▶ The task: Rewrite the stretch from the line containing "Request = tag one keypoint per instance of the white sky" through the end of the records, swapping "tag" for "mark" and keeping everything else the same.

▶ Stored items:

********************

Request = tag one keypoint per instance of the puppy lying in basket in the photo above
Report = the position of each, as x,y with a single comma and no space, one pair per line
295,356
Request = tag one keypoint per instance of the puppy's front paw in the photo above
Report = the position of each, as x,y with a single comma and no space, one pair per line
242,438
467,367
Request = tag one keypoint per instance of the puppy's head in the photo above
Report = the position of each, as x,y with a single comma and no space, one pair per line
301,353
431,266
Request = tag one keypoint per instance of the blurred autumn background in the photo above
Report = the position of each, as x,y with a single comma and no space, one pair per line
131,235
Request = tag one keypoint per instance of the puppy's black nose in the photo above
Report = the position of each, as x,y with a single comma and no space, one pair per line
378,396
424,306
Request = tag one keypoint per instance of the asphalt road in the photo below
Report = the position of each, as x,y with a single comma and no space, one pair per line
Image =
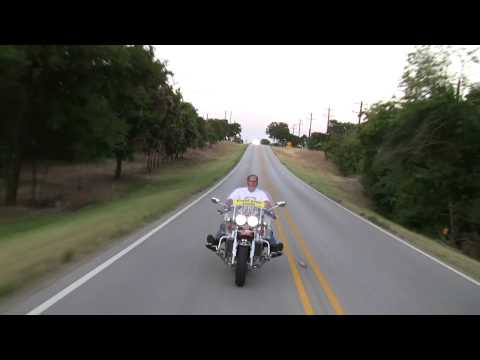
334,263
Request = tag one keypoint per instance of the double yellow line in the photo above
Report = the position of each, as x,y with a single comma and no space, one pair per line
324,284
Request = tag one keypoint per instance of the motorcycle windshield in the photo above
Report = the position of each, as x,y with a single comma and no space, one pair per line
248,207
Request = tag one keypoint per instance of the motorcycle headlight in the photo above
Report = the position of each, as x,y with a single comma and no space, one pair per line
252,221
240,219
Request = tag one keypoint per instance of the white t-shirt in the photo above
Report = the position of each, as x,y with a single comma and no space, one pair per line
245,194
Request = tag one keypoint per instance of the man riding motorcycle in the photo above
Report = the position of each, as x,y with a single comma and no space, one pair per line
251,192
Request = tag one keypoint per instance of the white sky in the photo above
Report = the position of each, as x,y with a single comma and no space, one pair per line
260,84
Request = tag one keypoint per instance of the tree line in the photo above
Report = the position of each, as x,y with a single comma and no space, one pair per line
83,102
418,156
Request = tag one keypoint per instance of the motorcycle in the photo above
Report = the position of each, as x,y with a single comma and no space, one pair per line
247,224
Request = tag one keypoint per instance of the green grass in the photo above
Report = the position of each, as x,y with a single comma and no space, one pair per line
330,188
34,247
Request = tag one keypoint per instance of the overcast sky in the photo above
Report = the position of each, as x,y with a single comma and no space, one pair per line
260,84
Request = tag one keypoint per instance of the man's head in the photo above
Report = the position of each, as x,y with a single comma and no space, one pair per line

********************

▶ Full answer:
Request = mark one keypoint per instance of the white sky in the photo above
Report = the position of each, as x,y with a single comma and no space, one pair per line
260,84
Request = mark one keypoint per instance of the tree line in the photo above
Report = the position of each, as x,y with a single comma and no space, one pair per line
83,102
418,156
Request = mark one keypoint per instance of the motorcycle in the photo above
Report = the position of each, as x,y with a single comma and no space, one pair per line
247,224
Request = mark one keypoint per instance of the green grass in the photo above
Report = the position of each, as x,y with a single comma and no space, one pair per line
330,188
34,247
Request = mark one keypoint per instance of the overcast sky in the photo above
Report = the position of each, as x,y with a single comma and no space, one pair per line
260,84
Request = mark one keypoint per instance of the man's head in the photo above
Report = the position of each, as x,y with a single comma and no space, one pair per line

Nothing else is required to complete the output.